## CHALLENGE
Count the lines of the records that contain the word "tinted". Reply with that number only.
* begin DATA EXCERPTS *
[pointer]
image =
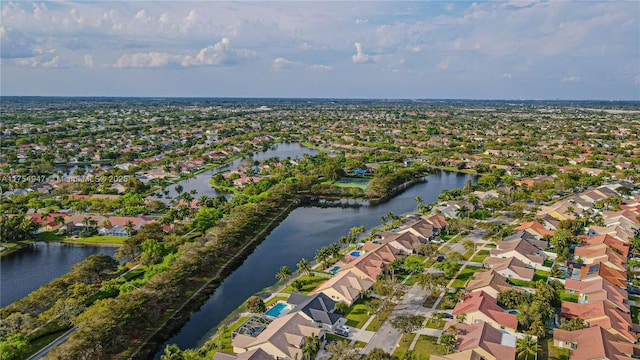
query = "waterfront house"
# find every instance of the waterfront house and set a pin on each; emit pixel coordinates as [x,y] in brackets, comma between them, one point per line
[319,307]
[510,267]
[479,341]
[481,307]
[520,249]
[602,314]
[490,282]
[594,343]
[283,338]
[346,286]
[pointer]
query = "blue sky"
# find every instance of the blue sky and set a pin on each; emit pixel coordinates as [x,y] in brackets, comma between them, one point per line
[361,49]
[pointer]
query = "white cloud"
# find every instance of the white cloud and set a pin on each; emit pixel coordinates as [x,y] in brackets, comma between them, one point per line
[281,64]
[220,53]
[150,59]
[320,67]
[88,60]
[360,56]
[572,79]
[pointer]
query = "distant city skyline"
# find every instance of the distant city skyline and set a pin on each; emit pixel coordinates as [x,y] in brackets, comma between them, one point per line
[309,49]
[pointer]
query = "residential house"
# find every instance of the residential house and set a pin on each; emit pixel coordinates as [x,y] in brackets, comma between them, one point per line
[284,338]
[594,343]
[621,246]
[256,354]
[600,253]
[346,286]
[599,289]
[490,282]
[510,267]
[319,307]
[438,221]
[480,341]
[374,262]
[520,249]
[481,307]
[420,228]
[603,314]
[534,228]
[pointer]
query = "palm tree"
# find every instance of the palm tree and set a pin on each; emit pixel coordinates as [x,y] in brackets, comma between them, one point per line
[129,227]
[334,249]
[311,346]
[527,346]
[304,267]
[322,256]
[283,273]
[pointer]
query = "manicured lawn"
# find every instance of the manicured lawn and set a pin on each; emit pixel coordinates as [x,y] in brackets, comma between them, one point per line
[464,276]
[448,302]
[568,297]
[551,352]
[377,321]
[97,239]
[311,282]
[403,345]
[540,275]
[480,256]
[435,324]
[48,236]
[431,299]
[357,315]
[275,299]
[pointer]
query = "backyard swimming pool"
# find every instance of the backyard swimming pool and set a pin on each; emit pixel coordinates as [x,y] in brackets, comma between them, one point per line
[334,270]
[276,309]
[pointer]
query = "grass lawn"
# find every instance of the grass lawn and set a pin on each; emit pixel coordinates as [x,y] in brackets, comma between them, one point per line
[377,321]
[540,275]
[275,299]
[431,299]
[357,315]
[311,282]
[48,236]
[482,254]
[435,324]
[551,352]
[568,297]
[448,302]
[403,345]
[464,276]
[97,239]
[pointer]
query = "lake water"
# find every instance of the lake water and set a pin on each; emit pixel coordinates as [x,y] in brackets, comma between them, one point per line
[304,231]
[27,269]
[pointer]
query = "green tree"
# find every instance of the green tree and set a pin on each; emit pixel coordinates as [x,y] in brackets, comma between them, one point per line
[256,305]
[448,341]
[14,347]
[527,346]
[283,273]
[304,267]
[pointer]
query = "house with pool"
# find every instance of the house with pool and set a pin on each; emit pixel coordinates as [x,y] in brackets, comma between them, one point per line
[346,287]
[282,338]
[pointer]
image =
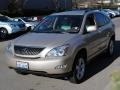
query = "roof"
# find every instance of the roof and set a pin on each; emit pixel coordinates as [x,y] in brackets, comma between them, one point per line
[76,12]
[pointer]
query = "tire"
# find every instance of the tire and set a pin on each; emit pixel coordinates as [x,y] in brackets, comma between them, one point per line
[79,69]
[110,49]
[3,33]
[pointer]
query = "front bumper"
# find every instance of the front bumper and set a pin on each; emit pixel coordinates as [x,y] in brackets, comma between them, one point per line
[59,65]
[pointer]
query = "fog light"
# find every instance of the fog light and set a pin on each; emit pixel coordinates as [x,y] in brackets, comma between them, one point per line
[61,67]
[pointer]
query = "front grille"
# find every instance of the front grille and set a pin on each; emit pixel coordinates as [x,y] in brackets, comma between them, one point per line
[21,50]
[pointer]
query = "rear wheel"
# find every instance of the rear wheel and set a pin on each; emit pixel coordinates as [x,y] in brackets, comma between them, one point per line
[3,33]
[21,72]
[78,70]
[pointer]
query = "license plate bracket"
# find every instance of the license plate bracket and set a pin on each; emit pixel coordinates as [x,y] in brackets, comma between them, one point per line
[22,65]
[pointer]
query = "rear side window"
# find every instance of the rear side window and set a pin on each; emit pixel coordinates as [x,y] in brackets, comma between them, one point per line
[101,19]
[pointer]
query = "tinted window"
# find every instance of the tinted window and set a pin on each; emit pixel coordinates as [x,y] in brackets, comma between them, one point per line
[101,19]
[60,23]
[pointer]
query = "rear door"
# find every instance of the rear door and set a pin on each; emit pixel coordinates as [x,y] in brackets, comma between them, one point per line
[103,27]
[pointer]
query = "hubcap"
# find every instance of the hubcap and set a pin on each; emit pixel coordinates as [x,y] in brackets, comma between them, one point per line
[3,33]
[80,69]
[111,48]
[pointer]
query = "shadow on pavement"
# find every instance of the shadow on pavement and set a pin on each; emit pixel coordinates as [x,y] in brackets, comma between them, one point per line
[98,64]
[13,36]
[101,62]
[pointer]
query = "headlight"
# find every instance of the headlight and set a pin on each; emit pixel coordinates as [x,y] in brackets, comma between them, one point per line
[9,48]
[58,51]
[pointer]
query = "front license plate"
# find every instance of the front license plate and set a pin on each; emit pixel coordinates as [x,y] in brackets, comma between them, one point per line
[22,65]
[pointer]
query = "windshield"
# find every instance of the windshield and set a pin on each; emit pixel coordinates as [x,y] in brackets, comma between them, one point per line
[4,19]
[59,24]
[28,19]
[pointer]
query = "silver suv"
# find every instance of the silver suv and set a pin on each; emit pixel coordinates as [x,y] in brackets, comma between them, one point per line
[63,43]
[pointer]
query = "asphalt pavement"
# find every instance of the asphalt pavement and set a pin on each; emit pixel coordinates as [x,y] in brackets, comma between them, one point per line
[97,78]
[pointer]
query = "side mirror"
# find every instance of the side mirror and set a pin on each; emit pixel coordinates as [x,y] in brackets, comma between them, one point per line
[91,28]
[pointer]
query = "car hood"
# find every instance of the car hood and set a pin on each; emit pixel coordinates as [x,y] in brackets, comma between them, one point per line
[43,39]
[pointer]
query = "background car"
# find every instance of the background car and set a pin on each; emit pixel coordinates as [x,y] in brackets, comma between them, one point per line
[9,26]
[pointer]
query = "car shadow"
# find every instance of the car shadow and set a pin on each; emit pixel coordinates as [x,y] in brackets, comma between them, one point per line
[98,64]
[101,62]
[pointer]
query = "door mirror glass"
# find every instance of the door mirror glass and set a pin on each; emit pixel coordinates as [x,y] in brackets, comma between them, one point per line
[91,28]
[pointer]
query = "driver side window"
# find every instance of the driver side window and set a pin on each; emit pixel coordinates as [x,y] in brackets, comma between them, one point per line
[90,24]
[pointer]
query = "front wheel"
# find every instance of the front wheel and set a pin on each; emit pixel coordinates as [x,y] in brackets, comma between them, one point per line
[3,33]
[78,71]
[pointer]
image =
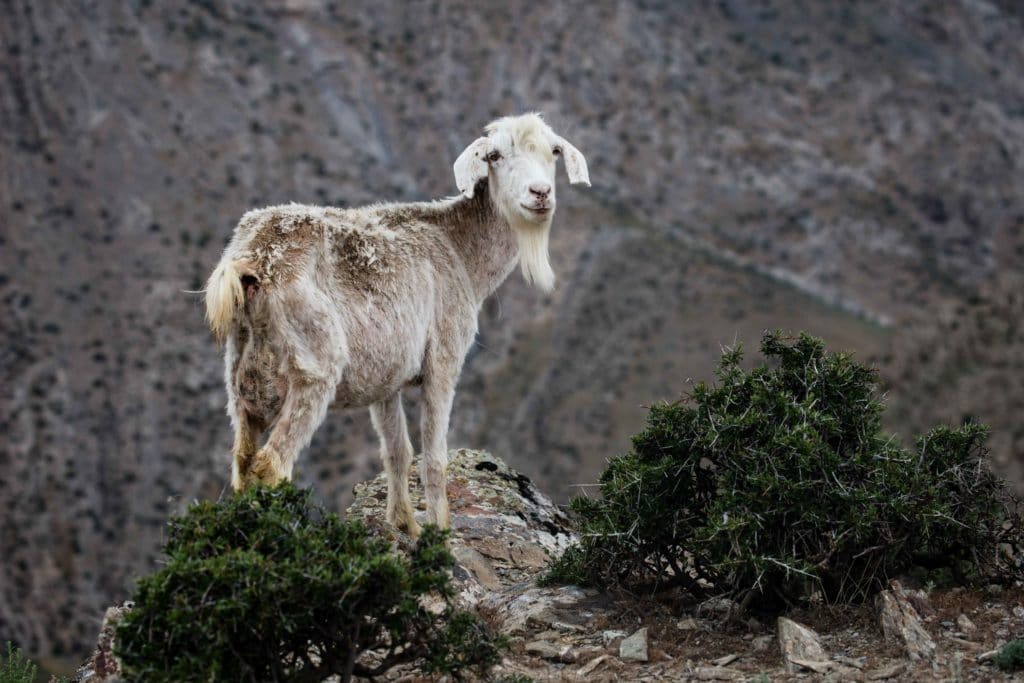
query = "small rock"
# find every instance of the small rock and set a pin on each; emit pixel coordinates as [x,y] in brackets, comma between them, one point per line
[799,644]
[716,674]
[549,650]
[856,663]
[891,671]
[608,637]
[688,624]
[717,606]
[901,623]
[762,643]
[634,648]
[814,665]
[589,668]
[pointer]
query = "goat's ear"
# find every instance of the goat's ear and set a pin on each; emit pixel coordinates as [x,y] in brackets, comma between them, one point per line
[576,165]
[471,166]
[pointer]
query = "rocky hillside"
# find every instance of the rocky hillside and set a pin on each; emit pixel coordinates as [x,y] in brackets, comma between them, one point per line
[504,527]
[833,167]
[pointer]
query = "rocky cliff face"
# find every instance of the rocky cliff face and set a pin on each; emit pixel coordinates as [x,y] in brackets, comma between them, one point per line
[832,167]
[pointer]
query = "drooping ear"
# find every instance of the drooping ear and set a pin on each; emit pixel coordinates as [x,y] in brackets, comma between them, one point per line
[471,166]
[576,165]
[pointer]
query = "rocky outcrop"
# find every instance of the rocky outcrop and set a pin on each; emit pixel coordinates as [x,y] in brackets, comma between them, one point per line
[504,528]
[819,166]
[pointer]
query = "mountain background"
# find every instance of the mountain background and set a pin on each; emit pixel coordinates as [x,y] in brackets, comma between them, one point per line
[850,169]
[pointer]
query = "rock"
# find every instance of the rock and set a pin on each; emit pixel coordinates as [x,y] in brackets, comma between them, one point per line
[892,671]
[725,660]
[589,668]
[856,663]
[609,637]
[634,648]
[503,526]
[762,643]
[102,666]
[800,646]
[688,624]
[716,674]
[719,607]
[901,623]
[550,650]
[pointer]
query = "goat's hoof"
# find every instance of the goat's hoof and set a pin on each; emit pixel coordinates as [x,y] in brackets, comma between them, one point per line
[265,468]
[407,524]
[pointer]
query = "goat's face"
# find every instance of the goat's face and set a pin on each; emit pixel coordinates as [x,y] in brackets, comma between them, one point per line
[517,157]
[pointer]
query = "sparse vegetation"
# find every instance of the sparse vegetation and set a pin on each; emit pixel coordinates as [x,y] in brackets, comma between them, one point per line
[267,586]
[14,668]
[1011,656]
[777,483]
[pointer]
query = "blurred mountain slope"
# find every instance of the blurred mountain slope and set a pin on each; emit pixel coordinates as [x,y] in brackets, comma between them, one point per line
[835,167]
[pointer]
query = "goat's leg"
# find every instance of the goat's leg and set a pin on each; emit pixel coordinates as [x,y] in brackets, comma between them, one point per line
[396,452]
[303,411]
[438,393]
[247,431]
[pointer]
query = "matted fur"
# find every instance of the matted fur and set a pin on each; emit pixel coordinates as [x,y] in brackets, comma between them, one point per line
[321,306]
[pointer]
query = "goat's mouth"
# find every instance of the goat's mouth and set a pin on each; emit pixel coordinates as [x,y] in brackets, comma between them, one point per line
[538,210]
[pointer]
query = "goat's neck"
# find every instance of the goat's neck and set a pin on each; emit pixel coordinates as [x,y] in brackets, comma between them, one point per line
[483,240]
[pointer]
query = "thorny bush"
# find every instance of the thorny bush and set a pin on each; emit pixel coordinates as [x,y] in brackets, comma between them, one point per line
[266,586]
[777,483]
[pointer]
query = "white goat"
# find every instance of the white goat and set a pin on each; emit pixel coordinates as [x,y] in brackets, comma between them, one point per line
[320,305]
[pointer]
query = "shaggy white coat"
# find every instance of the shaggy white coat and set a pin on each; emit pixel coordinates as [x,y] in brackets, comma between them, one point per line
[320,306]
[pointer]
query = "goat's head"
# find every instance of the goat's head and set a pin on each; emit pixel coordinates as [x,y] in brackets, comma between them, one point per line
[517,158]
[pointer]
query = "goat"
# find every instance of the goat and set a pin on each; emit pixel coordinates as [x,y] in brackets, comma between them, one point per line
[320,305]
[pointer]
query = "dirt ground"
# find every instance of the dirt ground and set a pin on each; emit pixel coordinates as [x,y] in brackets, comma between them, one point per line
[686,641]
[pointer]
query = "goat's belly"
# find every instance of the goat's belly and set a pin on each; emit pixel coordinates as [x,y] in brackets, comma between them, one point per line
[372,381]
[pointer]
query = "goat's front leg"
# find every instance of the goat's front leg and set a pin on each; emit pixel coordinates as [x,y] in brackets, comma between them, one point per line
[438,393]
[247,431]
[396,452]
[303,411]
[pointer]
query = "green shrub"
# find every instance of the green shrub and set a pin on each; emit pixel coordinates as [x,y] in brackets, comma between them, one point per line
[778,481]
[14,668]
[1011,656]
[266,586]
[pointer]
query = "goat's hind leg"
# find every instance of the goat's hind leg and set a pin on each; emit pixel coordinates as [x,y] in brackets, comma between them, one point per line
[396,452]
[302,412]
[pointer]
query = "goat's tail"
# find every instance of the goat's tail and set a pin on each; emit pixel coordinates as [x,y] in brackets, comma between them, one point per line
[225,295]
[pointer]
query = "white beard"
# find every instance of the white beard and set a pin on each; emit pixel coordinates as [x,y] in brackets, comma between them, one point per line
[534,254]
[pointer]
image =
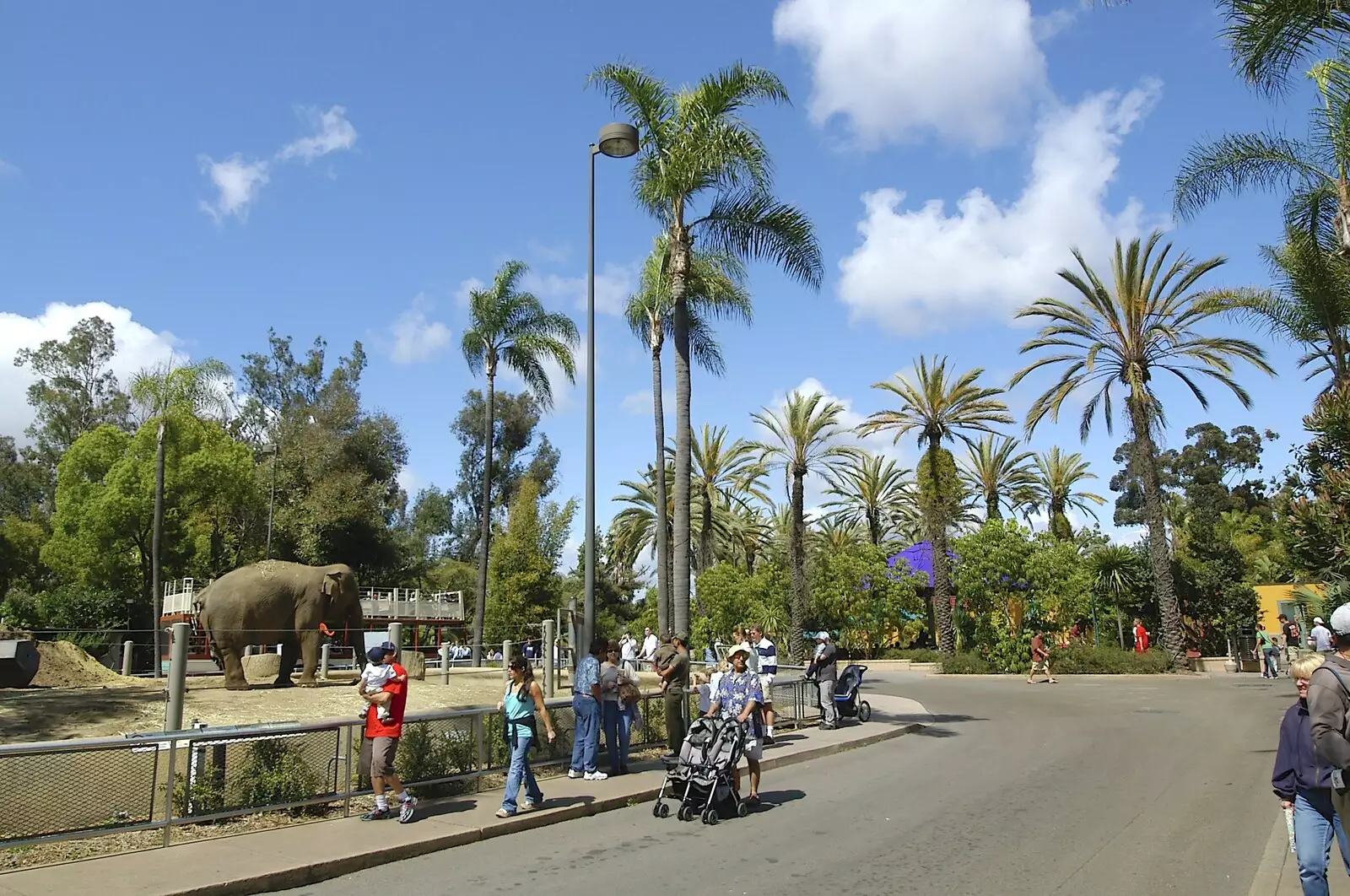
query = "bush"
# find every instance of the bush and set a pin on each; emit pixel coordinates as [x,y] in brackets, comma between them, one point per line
[1083,659]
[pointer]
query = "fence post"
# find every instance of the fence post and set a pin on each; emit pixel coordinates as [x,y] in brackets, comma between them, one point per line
[548,657]
[177,677]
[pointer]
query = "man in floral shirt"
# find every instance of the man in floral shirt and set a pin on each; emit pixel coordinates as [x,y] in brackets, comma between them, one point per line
[737,697]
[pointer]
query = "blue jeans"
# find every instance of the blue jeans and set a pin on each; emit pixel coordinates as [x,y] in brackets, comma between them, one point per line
[520,772]
[616,733]
[586,737]
[1314,825]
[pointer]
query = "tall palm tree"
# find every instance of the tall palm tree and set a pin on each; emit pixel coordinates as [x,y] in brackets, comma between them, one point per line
[1315,169]
[999,475]
[938,405]
[697,151]
[1125,332]
[870,491]
[1055,488]
[801,438]
[716,290]
[510,328]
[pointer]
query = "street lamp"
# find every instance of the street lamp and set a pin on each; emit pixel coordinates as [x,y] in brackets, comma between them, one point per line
[272,502]
[618,141]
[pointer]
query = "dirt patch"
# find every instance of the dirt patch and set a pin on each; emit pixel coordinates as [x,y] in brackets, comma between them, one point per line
[65,666]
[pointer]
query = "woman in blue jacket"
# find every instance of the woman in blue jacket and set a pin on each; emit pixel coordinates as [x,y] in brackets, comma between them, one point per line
[1303,781]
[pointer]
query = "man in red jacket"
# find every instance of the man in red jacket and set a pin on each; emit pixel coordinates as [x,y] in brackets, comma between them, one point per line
[381,742]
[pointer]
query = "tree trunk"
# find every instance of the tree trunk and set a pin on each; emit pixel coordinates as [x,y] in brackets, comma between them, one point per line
[481,602]
[942,569]
[683,435]
[798,560]
[661,521]
[1164,589]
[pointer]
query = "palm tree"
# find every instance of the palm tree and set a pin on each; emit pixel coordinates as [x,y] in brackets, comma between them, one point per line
[1315,169]
[937,405]
[870,491]
[697,148]
[716,289]
[1126,332]
[801,439]
[510,327]
[1055,484]
[999,475]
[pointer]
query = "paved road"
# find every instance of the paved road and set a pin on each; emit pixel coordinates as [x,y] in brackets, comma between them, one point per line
[1094,785]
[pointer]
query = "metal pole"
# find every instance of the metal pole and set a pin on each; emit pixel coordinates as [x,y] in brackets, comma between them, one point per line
[177,677]
[154,544]
[589,623]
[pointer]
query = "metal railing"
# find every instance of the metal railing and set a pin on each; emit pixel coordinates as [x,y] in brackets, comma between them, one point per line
[78,788]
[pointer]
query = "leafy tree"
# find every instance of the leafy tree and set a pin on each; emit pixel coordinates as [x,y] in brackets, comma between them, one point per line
[510,327]
[802,439]
[937,407]
[1124,333]
[695,148]
[715,288]
[76,391]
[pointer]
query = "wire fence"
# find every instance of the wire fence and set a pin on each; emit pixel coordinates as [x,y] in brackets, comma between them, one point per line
[69,790]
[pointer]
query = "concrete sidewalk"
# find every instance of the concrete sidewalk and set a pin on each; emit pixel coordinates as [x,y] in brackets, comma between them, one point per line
[301,855]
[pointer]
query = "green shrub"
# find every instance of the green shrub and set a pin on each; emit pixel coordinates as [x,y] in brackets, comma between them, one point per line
[1083,659]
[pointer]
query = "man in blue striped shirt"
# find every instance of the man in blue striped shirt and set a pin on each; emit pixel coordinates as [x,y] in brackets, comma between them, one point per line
[767,670]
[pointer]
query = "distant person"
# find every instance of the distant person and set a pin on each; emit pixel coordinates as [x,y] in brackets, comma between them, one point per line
[1304,785]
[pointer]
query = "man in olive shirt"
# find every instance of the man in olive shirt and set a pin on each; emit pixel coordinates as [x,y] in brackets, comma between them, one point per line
[675,683]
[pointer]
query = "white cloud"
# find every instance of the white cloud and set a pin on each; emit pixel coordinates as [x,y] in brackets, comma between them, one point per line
[236,182]
[138,347]
[921,270]
[332,132]
[902,69]
[418,337]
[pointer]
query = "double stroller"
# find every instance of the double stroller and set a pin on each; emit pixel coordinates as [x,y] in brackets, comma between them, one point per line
[702,779]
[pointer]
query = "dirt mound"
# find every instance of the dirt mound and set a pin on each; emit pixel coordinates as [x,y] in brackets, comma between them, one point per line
[65,666]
* end DATA EXCERPTS *
## RESPONSE BELOW
2